Rewrite all of the items below with every "instance" switched to "object", keeping everything else unchanged. Leave the pictures out of your answer.

[Shape annotation entries]
◇ ◇ ◇ ◇ ◇ ◇ ◇
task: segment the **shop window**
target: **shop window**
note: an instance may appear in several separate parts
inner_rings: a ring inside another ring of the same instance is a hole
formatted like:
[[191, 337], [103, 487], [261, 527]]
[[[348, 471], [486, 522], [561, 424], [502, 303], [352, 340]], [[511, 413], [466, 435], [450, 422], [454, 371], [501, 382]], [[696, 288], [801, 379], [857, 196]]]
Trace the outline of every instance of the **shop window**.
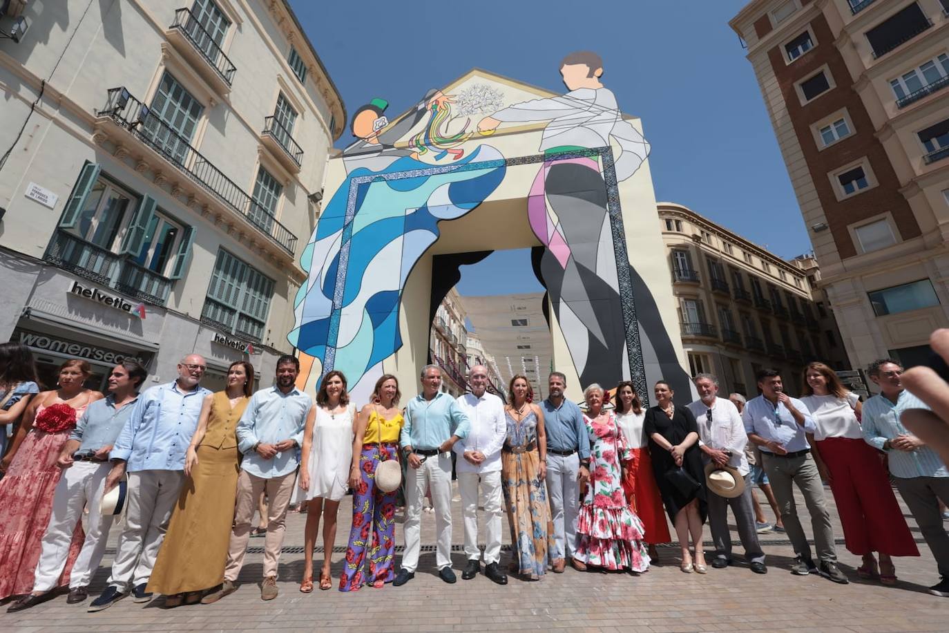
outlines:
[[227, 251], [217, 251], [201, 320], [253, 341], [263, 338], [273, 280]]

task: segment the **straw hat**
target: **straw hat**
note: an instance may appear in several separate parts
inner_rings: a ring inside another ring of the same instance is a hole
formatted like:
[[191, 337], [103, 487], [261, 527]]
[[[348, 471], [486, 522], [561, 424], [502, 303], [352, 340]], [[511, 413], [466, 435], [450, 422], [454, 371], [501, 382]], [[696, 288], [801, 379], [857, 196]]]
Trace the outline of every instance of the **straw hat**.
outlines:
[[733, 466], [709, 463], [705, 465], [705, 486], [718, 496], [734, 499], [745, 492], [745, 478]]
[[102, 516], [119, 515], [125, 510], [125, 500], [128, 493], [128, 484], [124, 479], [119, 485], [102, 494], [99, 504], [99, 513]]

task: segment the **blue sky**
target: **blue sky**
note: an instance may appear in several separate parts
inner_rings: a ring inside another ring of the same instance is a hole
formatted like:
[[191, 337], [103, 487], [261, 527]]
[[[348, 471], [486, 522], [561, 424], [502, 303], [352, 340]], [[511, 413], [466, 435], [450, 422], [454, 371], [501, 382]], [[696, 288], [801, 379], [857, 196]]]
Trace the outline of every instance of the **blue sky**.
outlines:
◇ ◇ ◇ ◇ ◇ ◇ ◇
The response =>
task: segment the **shop window**
target: **shop window**
note: an object may appear in several separate parts
inner_rings: a ring inside another ring of the same object is a hole
formatted like:
[[191, 337], [103, 487], [261, 527]]
[[[348, 471], [486, 522], [561, 424], [502, 303], [352, 340]], [[511, 413], [466, 435], [450, 422], [454, 371], [501, 382]], [[696, 288], [801, 379], [857, 196]]]
Trace the outline of every object of the **shop window**.
outlines:
[[227, 251], [217, 251], [201, 320], [253, 341], [263, 338], [273, 280]]

task: segment the **straw hat**
target: **straw hat**
note: an object may appear in several separate parts
inner_rings: a ring inside another ring of the same object is a hole
formatted like:
[[191, 337], [103, 487], [261, 527]]
[[[348, 471], [486, 522], [561, 424], [502, 303], [352, 340]], [[511, 413], [466, 435], [450, 422], [454, 371], [501, 382]], [[696, 288], [801, 379], [857, 196]]]
Trace the outline of every object of the **straw hat**.
outlines:
[[733, 466], [709, 463], [705, 465], [705, 486], [718, 496], [734, 499], [745, 492], [745, 478]]
[[102, 516], [119, 515], [125, 510], [125, 500], [128, 493], [128, 484], [124, 479], [119, 485], [102, 494], [99, 504], [99, 513]]

task: segment the **blue sky**
target: **blue sky**
note: an object may appear in several separate parts
inner_rings: a ring inside another ring of the same object is a hole
formatted like:
[[191, 337], [103, 487], [261, 527]]
[[[348, 471], [486, 522], [561, 424], [502, 303], [352, 340]], [[511, 413], [466, 435], [450, 422], [454, 371], [501, 382]], [[696, 288], [801, 379], [857, 196]]]
Trace the outline of every object of the **blue sky**.
outlines:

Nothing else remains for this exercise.